• [Brief]: Report every line in the records below that contains the string "rough". Case counts.

• [Records for the exercise]:
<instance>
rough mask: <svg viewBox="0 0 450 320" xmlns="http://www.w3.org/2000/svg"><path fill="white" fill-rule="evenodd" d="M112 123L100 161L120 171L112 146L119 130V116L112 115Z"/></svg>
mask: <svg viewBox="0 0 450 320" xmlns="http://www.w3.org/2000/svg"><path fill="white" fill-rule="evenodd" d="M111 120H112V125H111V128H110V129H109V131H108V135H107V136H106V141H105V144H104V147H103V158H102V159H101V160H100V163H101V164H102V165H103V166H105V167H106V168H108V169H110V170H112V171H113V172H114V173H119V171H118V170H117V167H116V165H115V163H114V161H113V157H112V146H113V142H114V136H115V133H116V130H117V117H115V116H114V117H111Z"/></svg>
...
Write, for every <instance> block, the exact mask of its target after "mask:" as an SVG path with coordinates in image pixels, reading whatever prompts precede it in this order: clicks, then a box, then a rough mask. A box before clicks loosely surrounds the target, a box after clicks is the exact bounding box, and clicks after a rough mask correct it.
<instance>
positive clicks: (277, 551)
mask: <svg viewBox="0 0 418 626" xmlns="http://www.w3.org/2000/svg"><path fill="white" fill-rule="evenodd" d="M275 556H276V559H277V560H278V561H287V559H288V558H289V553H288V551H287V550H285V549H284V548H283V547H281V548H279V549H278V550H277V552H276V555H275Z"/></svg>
...
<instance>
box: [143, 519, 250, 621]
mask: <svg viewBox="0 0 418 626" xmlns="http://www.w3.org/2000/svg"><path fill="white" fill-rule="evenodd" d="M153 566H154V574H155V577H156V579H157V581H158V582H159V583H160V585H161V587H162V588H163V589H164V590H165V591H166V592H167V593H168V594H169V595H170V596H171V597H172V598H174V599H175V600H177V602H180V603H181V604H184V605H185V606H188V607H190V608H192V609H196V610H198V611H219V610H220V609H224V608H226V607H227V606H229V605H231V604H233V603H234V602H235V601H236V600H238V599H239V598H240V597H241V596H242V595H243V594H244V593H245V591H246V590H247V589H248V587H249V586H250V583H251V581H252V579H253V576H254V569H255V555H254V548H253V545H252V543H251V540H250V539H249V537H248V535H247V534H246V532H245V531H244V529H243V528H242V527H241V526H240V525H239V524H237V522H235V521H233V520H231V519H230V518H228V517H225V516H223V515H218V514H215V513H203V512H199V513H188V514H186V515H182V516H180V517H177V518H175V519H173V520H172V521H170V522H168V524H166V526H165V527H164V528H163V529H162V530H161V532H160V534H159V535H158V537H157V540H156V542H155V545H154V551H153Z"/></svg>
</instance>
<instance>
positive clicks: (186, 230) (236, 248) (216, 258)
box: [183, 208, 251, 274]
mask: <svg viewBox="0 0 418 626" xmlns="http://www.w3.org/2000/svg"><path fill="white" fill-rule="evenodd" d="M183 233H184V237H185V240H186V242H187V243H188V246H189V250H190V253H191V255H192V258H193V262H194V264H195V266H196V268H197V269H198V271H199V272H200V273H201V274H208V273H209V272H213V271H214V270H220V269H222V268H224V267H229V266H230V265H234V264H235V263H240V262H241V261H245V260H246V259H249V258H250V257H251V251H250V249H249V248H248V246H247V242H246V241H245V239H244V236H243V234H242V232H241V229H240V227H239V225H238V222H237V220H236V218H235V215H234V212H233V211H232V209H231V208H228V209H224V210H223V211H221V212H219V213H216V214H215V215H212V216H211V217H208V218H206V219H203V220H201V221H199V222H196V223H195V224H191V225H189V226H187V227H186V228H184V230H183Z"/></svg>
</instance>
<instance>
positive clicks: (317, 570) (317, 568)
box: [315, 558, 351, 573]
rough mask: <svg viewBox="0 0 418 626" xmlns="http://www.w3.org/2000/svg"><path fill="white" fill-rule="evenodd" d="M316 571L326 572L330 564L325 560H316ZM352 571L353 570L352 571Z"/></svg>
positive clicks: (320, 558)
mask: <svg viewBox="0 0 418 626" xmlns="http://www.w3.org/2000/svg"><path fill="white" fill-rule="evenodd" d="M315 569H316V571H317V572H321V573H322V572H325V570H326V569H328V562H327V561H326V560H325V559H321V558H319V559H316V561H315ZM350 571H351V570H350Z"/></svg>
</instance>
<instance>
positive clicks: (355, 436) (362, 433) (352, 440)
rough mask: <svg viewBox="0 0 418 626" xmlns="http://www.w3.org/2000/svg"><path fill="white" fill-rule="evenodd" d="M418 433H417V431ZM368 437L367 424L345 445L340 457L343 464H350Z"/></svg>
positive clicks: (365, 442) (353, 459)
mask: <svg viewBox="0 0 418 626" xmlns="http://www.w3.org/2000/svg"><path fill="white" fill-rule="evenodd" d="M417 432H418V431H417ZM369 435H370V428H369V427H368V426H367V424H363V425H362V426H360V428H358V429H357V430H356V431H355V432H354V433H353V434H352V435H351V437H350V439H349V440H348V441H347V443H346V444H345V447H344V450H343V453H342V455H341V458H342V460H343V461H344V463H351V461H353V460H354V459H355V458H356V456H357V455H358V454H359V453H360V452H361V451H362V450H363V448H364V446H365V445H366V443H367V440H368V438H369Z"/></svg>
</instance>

• [Exercise result]:
rough mask: <svg viewBox="0 0 450 320" xmlns="http://www.w3.org/2000/svg"><path fill="white" fill-rule="evenodd" d="M112 123L100 161L120 171L112 146L119 130V116L112 115Z"/></svg>
Write, for every <instance> block, the exact mask of its target after "mask:" as an SVG path with coordinates in image pixels, reading whatever prompts precede it in this order: clicks, then a box, then a rough mask. A box before clicks loosely surrounds the target, a box after clicks is the exact bounding box, and clicks after a rough mask correct it.
rough mask: <svg viewBox="0 0 418 626" xmlns="http://www.w3.org/2000/svg"><path fill="white" fill-rule="evenodd" d="M316 571L326 572L330 564L325 560H316ZM352 571L353 570L352 571Z"/></svg>
rough mask: <svg viewBox="0 0 418 626" xmlns="http://www.w3.org/2000/svg"><path fill="white" fill-rule="evenodd" d="M418 433H417V431ZM368 437L367 424L345 445L340 457L343 464H350Z"/></svg>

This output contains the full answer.